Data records

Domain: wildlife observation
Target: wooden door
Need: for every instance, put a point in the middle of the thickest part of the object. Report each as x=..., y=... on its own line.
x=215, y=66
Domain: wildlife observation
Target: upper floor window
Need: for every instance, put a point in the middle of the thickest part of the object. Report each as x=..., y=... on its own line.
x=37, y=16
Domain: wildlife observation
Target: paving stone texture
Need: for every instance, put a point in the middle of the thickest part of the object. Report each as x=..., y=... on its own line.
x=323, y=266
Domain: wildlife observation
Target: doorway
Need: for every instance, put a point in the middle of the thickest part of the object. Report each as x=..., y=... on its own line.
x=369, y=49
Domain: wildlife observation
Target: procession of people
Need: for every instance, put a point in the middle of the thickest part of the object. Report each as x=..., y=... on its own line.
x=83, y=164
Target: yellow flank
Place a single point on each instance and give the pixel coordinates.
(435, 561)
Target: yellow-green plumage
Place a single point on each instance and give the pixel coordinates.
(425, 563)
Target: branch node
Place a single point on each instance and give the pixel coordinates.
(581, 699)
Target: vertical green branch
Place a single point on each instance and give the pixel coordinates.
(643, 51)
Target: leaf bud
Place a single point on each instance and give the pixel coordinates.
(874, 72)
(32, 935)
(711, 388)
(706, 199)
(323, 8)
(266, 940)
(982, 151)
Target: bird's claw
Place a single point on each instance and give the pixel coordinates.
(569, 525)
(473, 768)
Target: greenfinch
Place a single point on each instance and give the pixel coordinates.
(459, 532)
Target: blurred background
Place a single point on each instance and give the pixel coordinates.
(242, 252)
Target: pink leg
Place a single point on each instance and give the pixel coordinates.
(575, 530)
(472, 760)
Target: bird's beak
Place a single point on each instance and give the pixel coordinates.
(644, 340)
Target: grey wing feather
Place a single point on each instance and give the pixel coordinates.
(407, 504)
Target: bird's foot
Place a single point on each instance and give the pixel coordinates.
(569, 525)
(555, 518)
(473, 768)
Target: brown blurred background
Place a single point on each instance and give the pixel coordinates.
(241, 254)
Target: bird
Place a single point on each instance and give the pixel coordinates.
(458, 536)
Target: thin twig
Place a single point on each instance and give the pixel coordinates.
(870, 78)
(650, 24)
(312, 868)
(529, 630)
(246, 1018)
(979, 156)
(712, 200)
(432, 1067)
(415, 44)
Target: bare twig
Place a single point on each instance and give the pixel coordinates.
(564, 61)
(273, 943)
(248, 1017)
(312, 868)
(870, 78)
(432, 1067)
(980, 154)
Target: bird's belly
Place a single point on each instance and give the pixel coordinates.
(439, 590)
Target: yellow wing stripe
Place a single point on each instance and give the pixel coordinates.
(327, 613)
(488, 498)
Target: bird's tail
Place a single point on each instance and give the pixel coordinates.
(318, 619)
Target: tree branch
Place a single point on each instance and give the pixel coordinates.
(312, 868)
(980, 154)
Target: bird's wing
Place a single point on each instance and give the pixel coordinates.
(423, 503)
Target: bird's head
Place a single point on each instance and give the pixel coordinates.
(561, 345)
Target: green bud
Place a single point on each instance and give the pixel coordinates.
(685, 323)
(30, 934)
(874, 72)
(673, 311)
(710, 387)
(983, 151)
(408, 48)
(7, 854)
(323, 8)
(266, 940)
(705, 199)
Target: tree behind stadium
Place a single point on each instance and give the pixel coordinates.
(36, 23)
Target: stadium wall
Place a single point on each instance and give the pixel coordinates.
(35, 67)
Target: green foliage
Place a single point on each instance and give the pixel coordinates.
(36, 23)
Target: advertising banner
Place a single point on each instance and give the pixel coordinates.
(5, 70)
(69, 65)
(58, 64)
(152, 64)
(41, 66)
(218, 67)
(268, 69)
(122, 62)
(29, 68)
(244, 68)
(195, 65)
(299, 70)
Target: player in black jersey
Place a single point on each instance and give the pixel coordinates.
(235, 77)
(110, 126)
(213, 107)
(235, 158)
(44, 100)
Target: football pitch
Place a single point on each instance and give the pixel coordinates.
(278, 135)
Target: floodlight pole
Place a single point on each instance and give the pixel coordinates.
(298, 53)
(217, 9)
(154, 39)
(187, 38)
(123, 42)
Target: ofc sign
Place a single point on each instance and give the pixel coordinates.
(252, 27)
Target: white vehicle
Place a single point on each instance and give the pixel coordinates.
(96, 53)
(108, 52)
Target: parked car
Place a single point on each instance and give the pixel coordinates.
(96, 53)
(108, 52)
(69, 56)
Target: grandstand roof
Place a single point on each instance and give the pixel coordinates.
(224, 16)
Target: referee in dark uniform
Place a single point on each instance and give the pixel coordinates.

## Task
Output every line of the listing above as a Markdown table with two columns, Row and Line. Number the rows in order and leave out blank lines.

## Completed exercise
| Row | Line |
|---|---|
| 1 | Domain: wildlife observation |
| 2 | Target: wooden door |
| 3 | Need: for every instance, put a point in the middle of the thickest part of the object. Report each as x=..., y=... on its own line. |
| 4 | x=215, y=66 |
| 5 | Domain: wildlife observation |
| 6 | Target: upper floor window |
| 7 | Need: for every instance, put a point in the middle of the thickest part of the object. Report each as x=..., y=... on its own line. |
| 8 | x=37, y=16 |
| 9 | Domain: wildlife observation |
| 10 | Target: paving stone texture |
| 11 | Need: for every instance, put a point in the middle of the thickest part of the object. Report each as x=..., y=... on its own line. |
| 12 | x=323, y=266 |
| 13 | Domain: wildlife observation |
| 14 | Target: doorway |
| 15 | Need: for every instance, put a point in the middle of the thickest part of the object. Report each as x=..., y=... on its own line. |
| 16 | x=369, y=49 |
| 17 | Domain: wildlife observation |
| 18 | Target: procession of people |
| 19 | Need: for every instance, put a point in the middle of the thickest part of the object. Report each as x=..., y=... on its own line. |
| 20 | x=83, y=164 |
| 21 | Target: yellow flank |
| 22 | Place a single point on each instance and give the pixel coordinates. |
| 23 | (435, 561) |
| 24 | Target: yellow-green plumage |
| 25 | Place a single point on each instance and give the pixel coordinates. |
| 26 | (425, 563) |
| 27 | Target: branch node |
| 28 | Place a single point on each instance and give the pixel coordinates. |
| 29 | (581, 699) |
| 30 | Target: vertical green branch |
| 31 | Place a single point on each instance and give the pixel coordinates. |
| 32 | (643, 51) |
| 33 | Target: leaf bud |
| 34 | Place a single point on each instance and give the pixel coordinates. |
| 35 | (874, 72) |
| 36 | (32, 935) |
| 37 | (711, 388) |
| 38 | (706, 199) |
| 39 | (323, 8) |
| 40 | (266, 940) |
| 41 | (982, 151) |
| 42 | Target: bird's claw |
| 43 | Place a single point on each instance and give the pixel coordinates. |
| 44 | (569, 525) |
| 45 | (473, 768) |
| 46 | Target: greenfinch |
| 47 | Place a single point on each instance and give the pixel coordinates. |
| 48 | (459, 532) |
| 49 | Target: blurred background |
| 50 | Place a single point on each instance and give the pixel coordinates. |
| 51 | (242, 252) |
| 52 | Target: pink leg |
| 53 | Place a single point on each instance and give the pixel coordinates. |
| 54 | (575, 530) |
| 55 | (472, 760) |
| 56 | Target: bird's beak |
| 57 | Place a single point on each instance and give the pixel coordinates. |
| 58 | (644, 340) |
| 59 | Target: grey wing feather |
| 60 | Place a single point on each instance and give the pixel coordinates. |
| 61 | (407, 504) |
| 62 | Target: bird's foot |
| 63 | Place a single point on each instance and give the pixel coordinates. |
| 64 | (569, 525) |
| 65 | (555, 518) |
| 66 | (473, 768) |
| 67 | Target: brown blurred background |
| 68 | Place a single point on each instance and give the pixel coordinates. |
| 69 | (241, 254) |
| 70 | Target: bird |
| 71 | Place a single point on each instance and give the pixel coordinates. |
| 72 | (458, 536) |
| 73 | Target: thin twig |
| 74 | Place a single point on each instance and give the pixel coordinates. |
| 75 | (870, 78) |
| 76 | (650, 24) |
| 77 | (312, 868) |
| 78 | (529, 630) |
| 79 | (246, 1018) |
| 80 | (979, 156) |
| 81 | (712, 200) |
| 82 | (432, 1067) |
| 83 | (415, 44) |
| 84 | Target: bare twig |
| 85 | Place a single point on each instance and give the pixel coordinates. |
| 86 | (564, 61) |
| 87 | (273, 943) |
| 88 | (248, 1017) |
| 89 | (312, 868) |
| 90 | (870, 78) |
| 91 | (432, 1067) |
| 92 | (980, 154) |
| 93 | Target: bird's belly |
| 94 | Place a single point on each instance and give the pixel coordinates. |
| 95 | (439, 590) |
| 96 | Target: yellow wing stripe |
| 97 | Place a single point on each instance and give the pixel coordinates. |
| 98 | (327, 613) |
| 99 | (488, 498) |
| 100 | Target: bird's tail |
| 101 | Place a single point on each instance and give the pixel coordinates. |
| 102 | (318, 619) |
| 103 | Target: tree branch |
| 104 | Place a single point on each instance and give the pixel coordinates. |
| 105 | (312, 868) |
| 106 | (980, 154) |
| 107 | Target: bird's wing |
| 108 | Place a single point on each instance and give the pixel coordinates. |
| 109 | (423, 503) |
| 110 | Target: bird's head |
| 111 | Place a single point on each instance and give the pixel coordinates. |
| 112 | (561, 345) |
| 113 | Target: green bud |
| 114 | Place a single point on each instance and give the pixel coordinates. |
| 115 | (685, 323) |
| 116 | (30, 934) |
| 117 | (874, 72) |
| 118 | (673, 311) |
| 119 | (710, 387) |
| 120 | (983, 151) |
| 121 | (408, 48) |
| 122 | (7, 854) |
| 123 | (323, 8) |
| 124 | (266, 940) |
| 125 | (705, 199) |
| 126 | Target: tree behind stadium |
| 127 | Place a single point on each instance and give the pixel coordinates. |
| 128 | (36, 23) |
| 129 | Target: stadium wall |
| 130 | Place a single point on each instance and give the pixel coordinates. |
| 131 | (35, 67) |
| 132 | Target: green foliage |
| 133 | Place a single point on each instance and give the pixel coordinates. |
| 134 | (36, 23) |
| 135 | Target: advertising banner |
| 136 | Place a single point on each instance and give the pixel coordinates. |
| 137 | (5, 70) |
| 138 | (69, 65) |
| 139 | (58, 64) |
| 140 | (152, 64) |
| 141 | (41, 66) |
| 142 | (218, 67) |
| 143 | (268, 69) |
| 144 | (122, 62) |
| 145 | (29, 68) |
| 146 | (244, 68) |
| 147 | (195, 65) |
| 148 | (299, 70) |
| 149 | Target: player in black jersey |
| 150 | Place a single point on each instance and give the pixel coordinates. |
| 151 | (235, 77) |
| 152 | (110, 126) |
| 153 | (213, 107) |
| 154 | (235, 158) |
| 155 | (44, 100) |
| 156 | Target: football pitch |
| 157 | Place a single point on each instance and give the pixel coordinates. |
| 158 | (278, 135) |
| 159 | Target: floodlight pole |
| 160 | Place a single point on each instance and give the pixel coordinates. |
| 161 | (298, 53) |
| 162 | (217, 9) |
| 163 | (154, 39) |
| 164 | (187, 38) |
| 165 | (123, 42) |
| 166 | Target: ofc sign |
| 167 | Place a single point on each instance and give the pixel coordinates. |
| 168 | (252, 27) |
| 169 | Target: white vehicle |
| 170 | Place a single point on each instance and give the pixel coordinates. |
| 171 | (96, 53) |
| 172 | (108, 52) |
| 173 | Target: parked car |
| 174 | Place a single point on each instance and give the pixel coordinates. |
| 175 | (96, 53) |
| 176 | (108, 52) |
| 177 | (69, 56) |
| 178 | Target: grandstand roof |
| 179 | Place a single point on each instance and give the pixel coordinates. |
| 180 | (224, 16) |
| 181 | Target: referee in dark uniform |
| 182 | Place a single point on each instance and give the pixel coordinates. |